**Supplied text**
The intelligent drill string system may provide data transmission
rates of up to 2 megabits/sec. Accordingly, transmission of data at
high speeds supports high resolution MWD/LWD tools and provides
instantaneous control of down-hole mechanical devices, for example,
expandable stabilizers. Each device may be defined as a node with a
unique address and may gather or relay data from a previous node
onto a next node. The flow of information between devices may be
controlled, for example, by network protocol software and hardware.
Because each node is uniquely identifiable, the location where
events occur along the length of the well can be determined and
modeled. Data may be transmitted both upwards and downwards from
the measurement nodes, regardless of circulation conditions,
thereby allowing transmission of downhole data to the surface,
transmission of commands from the surface to downhole devices, and
transmission of commands between downhole devices.
[0169] Aspects of embodiments of the invention, may be implemented
on any type of computer regardless of the platform being used. For
example, as shown in FIG. 19, a computer system 960 that may be
used in an embodiment of the invention includes a processor 962,
associated memory 964, a storage device 966, and numerous other
elements and functionalities typical of today's computers (not
shown). Computer system 960 may also include input means, such as a
keyboard 968 and a mouse 970, and output means, such as a monitor
972. Computer system 960 is connected to a local area network (LAN)

**Excerpted records**
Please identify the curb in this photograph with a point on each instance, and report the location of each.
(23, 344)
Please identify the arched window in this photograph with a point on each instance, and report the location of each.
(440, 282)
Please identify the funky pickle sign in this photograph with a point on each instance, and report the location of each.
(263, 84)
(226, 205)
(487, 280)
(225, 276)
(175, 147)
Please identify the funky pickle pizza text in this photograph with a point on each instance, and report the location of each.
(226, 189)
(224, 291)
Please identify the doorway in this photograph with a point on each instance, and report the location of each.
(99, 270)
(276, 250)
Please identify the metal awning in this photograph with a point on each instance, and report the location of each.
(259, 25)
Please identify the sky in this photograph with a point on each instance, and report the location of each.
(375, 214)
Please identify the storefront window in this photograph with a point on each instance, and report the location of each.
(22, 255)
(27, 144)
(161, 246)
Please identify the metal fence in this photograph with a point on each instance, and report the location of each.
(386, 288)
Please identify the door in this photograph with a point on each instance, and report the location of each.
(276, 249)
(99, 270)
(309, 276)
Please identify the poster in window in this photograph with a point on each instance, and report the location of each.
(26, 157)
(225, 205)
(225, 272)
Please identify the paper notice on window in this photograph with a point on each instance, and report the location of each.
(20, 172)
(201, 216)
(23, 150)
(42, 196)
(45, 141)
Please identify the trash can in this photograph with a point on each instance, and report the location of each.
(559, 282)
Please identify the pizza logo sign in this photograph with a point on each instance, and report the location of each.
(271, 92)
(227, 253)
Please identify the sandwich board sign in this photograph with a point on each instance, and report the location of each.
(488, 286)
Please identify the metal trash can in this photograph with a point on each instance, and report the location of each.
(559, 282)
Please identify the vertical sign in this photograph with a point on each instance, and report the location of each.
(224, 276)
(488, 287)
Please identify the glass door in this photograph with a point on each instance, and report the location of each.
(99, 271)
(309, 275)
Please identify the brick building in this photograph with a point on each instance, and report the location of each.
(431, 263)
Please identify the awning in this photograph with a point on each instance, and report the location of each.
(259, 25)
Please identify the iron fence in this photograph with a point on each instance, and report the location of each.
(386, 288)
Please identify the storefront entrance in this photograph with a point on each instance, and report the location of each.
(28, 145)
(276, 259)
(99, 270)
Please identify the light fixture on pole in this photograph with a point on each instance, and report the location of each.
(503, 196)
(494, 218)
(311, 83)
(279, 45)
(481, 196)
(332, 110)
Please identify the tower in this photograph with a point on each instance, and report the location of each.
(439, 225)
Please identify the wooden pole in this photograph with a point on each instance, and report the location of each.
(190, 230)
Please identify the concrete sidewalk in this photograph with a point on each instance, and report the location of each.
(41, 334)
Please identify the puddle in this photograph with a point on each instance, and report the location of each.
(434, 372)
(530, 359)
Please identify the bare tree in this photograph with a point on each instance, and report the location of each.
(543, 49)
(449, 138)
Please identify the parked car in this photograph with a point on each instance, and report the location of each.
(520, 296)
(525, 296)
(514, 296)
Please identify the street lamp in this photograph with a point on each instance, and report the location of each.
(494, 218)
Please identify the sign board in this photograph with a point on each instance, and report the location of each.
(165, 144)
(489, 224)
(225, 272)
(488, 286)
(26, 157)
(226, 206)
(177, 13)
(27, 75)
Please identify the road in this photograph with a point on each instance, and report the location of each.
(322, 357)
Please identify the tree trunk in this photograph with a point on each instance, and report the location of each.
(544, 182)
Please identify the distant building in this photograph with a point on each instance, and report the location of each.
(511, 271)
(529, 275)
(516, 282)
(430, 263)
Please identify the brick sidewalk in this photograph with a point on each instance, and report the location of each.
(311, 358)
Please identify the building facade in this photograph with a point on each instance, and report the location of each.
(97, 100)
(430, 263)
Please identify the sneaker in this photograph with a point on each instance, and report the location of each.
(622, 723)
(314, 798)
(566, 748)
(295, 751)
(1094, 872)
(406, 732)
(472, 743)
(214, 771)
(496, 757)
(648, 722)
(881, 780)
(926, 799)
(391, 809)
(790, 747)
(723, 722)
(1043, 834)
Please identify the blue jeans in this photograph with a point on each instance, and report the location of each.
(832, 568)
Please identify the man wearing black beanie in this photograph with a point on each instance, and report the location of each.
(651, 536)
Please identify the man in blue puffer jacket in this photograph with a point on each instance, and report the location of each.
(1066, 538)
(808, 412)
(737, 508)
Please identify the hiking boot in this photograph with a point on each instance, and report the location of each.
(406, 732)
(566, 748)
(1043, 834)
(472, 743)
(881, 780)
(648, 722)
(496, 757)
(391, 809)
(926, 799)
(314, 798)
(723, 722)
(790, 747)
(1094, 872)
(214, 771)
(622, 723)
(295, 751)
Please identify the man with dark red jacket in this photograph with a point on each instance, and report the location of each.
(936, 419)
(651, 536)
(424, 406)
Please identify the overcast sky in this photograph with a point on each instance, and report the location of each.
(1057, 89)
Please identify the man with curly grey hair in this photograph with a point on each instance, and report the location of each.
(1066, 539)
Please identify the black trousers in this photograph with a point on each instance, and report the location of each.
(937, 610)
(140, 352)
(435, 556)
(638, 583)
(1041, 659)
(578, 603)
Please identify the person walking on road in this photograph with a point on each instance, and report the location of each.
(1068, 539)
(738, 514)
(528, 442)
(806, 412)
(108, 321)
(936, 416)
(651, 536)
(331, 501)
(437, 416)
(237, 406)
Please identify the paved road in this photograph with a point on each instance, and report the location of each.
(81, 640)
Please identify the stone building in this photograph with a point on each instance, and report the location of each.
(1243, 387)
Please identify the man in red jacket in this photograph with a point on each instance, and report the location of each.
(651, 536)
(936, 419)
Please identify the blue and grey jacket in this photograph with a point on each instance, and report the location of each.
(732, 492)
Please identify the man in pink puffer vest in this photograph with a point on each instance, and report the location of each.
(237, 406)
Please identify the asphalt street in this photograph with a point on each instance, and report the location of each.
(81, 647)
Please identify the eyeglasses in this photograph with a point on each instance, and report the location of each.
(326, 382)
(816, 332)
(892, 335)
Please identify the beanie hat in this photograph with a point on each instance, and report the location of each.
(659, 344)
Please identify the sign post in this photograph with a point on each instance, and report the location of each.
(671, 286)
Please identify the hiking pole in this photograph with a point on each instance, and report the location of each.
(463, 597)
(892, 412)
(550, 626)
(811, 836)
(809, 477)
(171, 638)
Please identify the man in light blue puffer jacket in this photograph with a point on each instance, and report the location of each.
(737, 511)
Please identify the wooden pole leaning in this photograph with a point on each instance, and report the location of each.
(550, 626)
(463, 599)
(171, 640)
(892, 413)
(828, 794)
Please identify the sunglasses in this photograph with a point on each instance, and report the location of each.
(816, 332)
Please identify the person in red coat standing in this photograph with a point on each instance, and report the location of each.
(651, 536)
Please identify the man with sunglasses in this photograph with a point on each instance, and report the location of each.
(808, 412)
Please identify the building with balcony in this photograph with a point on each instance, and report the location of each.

**Task set**
**a.** Using the drill string passage, answer these:
(i) What data transmission rate may the intelligent drill string system provide?
(ii) What is given as an example of what may control the flow of information between devices?
(iii) What input means may computer system 960 include?
**b.** Repeat a section of the drill string passage word for word. Begin at the words "The intelligent drill" and stop after "software and hardware.".

**Answers to each task**
**a.**
(i) Up to 2 megabits/sec.
(ii) Network protocol software and hardware.
(iii) A keyboard 968 and a mouse 970.

**b.**
The intelligent drill string system may provide data transmission
rates of up to 2 megabits/sec. Accordingly, transmission of data at
high speeds supports high resolution MWD/LWD tools and provides
instantaneous control of down-hole mechanical devices, for example,
expandable stabilizers. Each device may be defined as a node with a
unique address and may gather or relay data from a previous node
onto a next node. The flow of information between devices may be
controlled, for example, by network protocol software and hardware.